Exercise requirements:
Retype every entry word for word. Omit the pictures.

Material provided:

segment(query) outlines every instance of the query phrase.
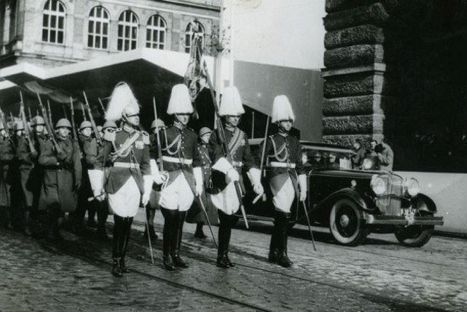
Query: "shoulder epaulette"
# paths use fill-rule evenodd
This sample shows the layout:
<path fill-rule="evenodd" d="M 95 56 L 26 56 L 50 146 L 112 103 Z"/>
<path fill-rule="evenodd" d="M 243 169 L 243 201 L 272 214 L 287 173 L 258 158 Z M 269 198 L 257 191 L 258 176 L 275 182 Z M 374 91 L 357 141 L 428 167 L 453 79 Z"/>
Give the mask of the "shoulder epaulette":
<path fill-rule="evenodd" d="M 143 143 L 146 145 L 151 145 L 151 140 L 149 138 L 149 133 L 146 131 L 141 131 L 141 134 L 143 136 Z"/>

Exercise result:
segment(query) outlines every instance of the query phrase.
Query: "shoulder epaulette"
# paths use fill-rule evenodd
This sample shows the layout:
<path fill-rule="evenodd" d="M 95 56 L 26 56 L 50 146 L 112 103 Z"/>
<path fill-rule="evenodd" d="M 243 169 L 243 201 L 272 214 L 287 173 L 258 158 Z M 269 198 L 257 191 L 258 176 L 275 182 Z M 374 91 L 357 141 L 428 167 L 453 79 Z"/>
Give the mask of the "shoulder epaulette":
<path fill-rule="evenodd" d="M 143 143 L 146 145 L 151 145 L 151 140 L 149 138 L 149 133 L 146 131 L 141 131 L 141 134 L 143 136 Z"/>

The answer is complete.